• _TO BE DONE_
Answer these questions about the forum thread on glazing photographic prints.
(a) What term does chris give for the process ryunin is asking about?
(b) What two names does Derrel give for the heavy, polished metal sheet?
(c) In what country is Simichrome Polish made?

• _PAGE EXTRACT_
---------------
# A question about an expression



## ryunin (Mar 2, 2015)

How do you call the process when you decide to polish the final BW print on a fiber paper, after it has dried out? I cannot find that expression anywhere, and it is quite common, as far as I know,   in my country to polish the dry print to give it some gloss or something, but often it is left as it is without polishing. 

Thank you for help.


----------



## ryunin (Mar 2, 2015)

Actually you need a special device for this polishing job, it is an old heavy thing, but again, no idea what it is called in English, only in Czech.


----------



## chris (Mar 2, 2015)

Glazing is the term you are looking for. It was done by holding the print against a very smooth heated metal sheet. Alternatively you could squeegee the wet pint to a sheet of glass, with the emulsion side against the glass, and wait for it to dry and (hopefully) pop off. Which ever way it was done the print had to be wet.


----------



## ryunin (Mar 2, 2015)

Chris, thank you very much, and yes, the print has to be wet, I was wrong. BTW isn't it popular any more with photographers who make their own prints and if not, why?


----------



## Derrel (Mar 2, 2015)

What you want is a ferrotyping sheet or "ferrotyping tin", the heavy, polished metal sheet.


----------



## vintagesnaps (Mar 2, 2015)

Ferrotyping doesn't seem to be used a lot as far as I know. I have some ferrotype plates that I've been using for my lumen prints (made using vintage expired B&W photo paper to do sun prints). I'm using RC paper and have not tried it with fiber paper.

After I run the lumen prints thru some diluted fixer (it's diluted due to the age of the paper) I squeegee the prints face down on the plate and let them air dry - til they pop off. I'm using small paper (5x7 or smaller), from what I understand it can be tricky to get a smooth finish especially with larger prints (I've had trouble sometimes even w/ small paper). To me it's rather experimental but I do get a nice shiny glossy finish.

I found out from an experienced photographer (who has done lab work etc. and participates in the FPP podcast) to add a little glycerin to the fixer. I found out the hard way to not accidently drop more than a couple of drops into a small tray of fixer or it ruins the print (turns it into a small oil slick! and removes some of the image). I've saved some prints that didn't turn out well to use to experiment with the amount and dilution of fixer and glycerin so I don't ruin a good print.

I first picked up some ferrotype plates at a camera swap just to use as a flat surface to squeegee and air dry prints (in the usual way, face side up). You want plates that are smooth and not too scratched. The ones I've found in good condition came in the original paper packaging and were probably stored that way. There used to be polish for the plates but I don't think it's made anymore, I just store mine carefully.

You could ask Leslie on the FPP Flickr group discussion page for more info.
Film Photography Project An Internet Radio Show On-Line Resource for Film Shooters Worldwide


----------



## Derrel (Mar 2, 2015)

A wonderful polish for ferrotyping sheets (as well as fine metal surfaces in silverplate, copper, or brass) is called *Simichrome* *Polish*. It is made in Germany and I use it a lot to polish metal surfaces without leaving any scratches. Simichrome polish is hands-down the best metal polish I have ever used. It is very gentle.

Amazon.com simichrome polishing paste


----------



## otherprof (Mar 2, 2015)
---------------
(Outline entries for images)
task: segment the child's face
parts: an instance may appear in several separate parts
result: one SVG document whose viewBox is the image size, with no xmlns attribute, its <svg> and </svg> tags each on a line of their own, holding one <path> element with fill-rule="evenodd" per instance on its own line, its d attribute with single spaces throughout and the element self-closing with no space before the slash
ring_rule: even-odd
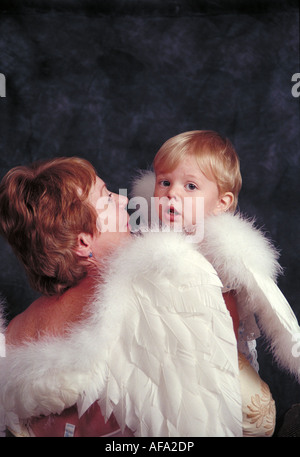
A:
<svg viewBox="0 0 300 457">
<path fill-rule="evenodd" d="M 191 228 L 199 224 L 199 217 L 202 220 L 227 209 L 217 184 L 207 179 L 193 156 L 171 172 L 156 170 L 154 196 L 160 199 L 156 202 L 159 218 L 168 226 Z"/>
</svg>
---------------
• _THE OUTPUT_
(a) Glazing.
(b) A ferrotyping sheet or a "ferrotyping tin."
(c) Germany.